EXTRAIT À LIRE -
▽

Une atteinte manifeste au principe d’égalité
Les décrets du 27 février 2025 appliquent à l’ensemble de la fonction publique la réduction de 10 % du traitement versé aux agents en congé de maladie ordinaire. Or, du strict point de vue de l’indemnisation des arrêts maladie, rien ne distingue objectivement un fonctionnaire d’un salarié du privé : tous deux sont confrontés à une incapacité physique ou psychique les empêchant de travailler.
En prétendant que les agents publics relèvent de « règles sociales distinctes », le Conseil d’État a occulté une évidence : dans les deux cas, c’est bien l’État qui finance, directement ou indirectement, les indemnités.
Faire peser la baisse de dépenses uniquement sur les fonctionnaires est donc une rupture d’égalité injustifiée et contraire à l’esprit de la Convention européenne des droits de l’homme.
Les personnels de l’éducation nationale : plus exposés, mais moins absents
La réforme est d’autant plus inéquitable qu’elle frappe de plein fouet les personnels de l’Éducation nationale. Chaque jour, enseignants, personnels administratifs, de vie scolaire et d’accompagnement sont au contact de dizaines, parfois de centaines d’élèves et de collègues. Cette densité d’interactions les expose davantage que d’autres agents publics aux maladies infectieuses (virus saisonniers, grippe, épidémies scolaires, etc.).
Et pourtant, les chiffres officiels le confirment : les personnels de l’Éducation nationale figurent parmi les agents publics les moins absents. Leurs arrêts sont non seulement moins fréquents que dans d’autres fonctions publiques (hospitalière ou territoriale), mais aussi plus courts en moyenne. Par sens du service public, par difficulté à se faire remplacer et parfois par pression implicite, les enseignants en particulier se contraignent souvent à travailler malgré la maladie.

△

ENTRÉES RÉPERTORIÉES -
▽

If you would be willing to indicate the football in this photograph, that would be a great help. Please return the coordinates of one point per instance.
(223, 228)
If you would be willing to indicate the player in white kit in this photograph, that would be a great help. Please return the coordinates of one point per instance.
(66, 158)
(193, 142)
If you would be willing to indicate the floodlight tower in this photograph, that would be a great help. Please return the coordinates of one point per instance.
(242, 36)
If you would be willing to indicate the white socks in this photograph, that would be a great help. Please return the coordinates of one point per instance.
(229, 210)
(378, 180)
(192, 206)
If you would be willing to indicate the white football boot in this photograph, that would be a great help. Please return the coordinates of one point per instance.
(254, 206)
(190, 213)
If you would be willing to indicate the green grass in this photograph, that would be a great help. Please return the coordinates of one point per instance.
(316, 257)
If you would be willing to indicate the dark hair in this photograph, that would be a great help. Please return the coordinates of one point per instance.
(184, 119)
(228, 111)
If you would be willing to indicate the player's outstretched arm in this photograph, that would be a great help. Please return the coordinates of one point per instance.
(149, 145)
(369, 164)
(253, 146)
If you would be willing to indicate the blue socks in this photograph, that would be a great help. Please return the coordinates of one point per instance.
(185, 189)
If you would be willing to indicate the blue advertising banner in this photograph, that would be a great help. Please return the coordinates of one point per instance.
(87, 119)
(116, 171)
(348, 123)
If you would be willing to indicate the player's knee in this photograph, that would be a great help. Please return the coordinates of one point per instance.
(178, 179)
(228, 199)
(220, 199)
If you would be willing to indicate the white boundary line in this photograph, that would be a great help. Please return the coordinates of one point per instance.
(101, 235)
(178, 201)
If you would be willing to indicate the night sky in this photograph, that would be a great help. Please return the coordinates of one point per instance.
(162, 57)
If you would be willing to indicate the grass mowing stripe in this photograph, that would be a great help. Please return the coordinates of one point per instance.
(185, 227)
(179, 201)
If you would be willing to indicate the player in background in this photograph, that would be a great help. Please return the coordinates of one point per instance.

△

Prolongez le texte sur la baisse du traitement des fonctionnaires en congé de maladie, en reprenant après sa dernière phrase. La liste provient d'une source distincte de l'extrait.

RÉPONSE ATTENDUE -
Cette réalité rend la mesure encore plus injuste : une profession qui ne recourt pas abusivement aux arrêts maladie, mais qui est particulièrement exposée aux risques sanitaires, se trouve paradoxalement la plus pénalisée par la baisse de rémunération.
Un cas emblématique : les femmes enceintes
La disposition contestée frappe également les fonctionnaires en arrêt maladie pendant la grossesse, pour des raisons médicales souvent impérieuses (fatigue, complications, prévention des risques). En réduisant leur indemnisation de 10 %, l’État pénalise directement des femmes en situation de vulnérabilité, alors même que leur protection devrait constituer une priorité sociale et sanitaire.
Le gouvernement a d’ailleurs dû reconnaître l’embarras de cette situation et a annoncé vouloir « revoir » ce point. Mais en attendant, les femmes enceintes, notamment dans l’Éducation nationale où elles représentent une part importante des effectifs, continuent de subir une double peine, médicale et financière.
Action & Démocratie poursuit donc son recours au fond devant le Conseil d’État. Nous demandons l’annulation pure et simple des décrets du 27 février 2025, qui instaurent une inégalité criante, aggravent les conditions de santé des agents publics et pénalisent particulièrement les personnels de l’Éducation nationale — parmi les moins absents de toute la fonction publique — ainsi que les femmes enceintes.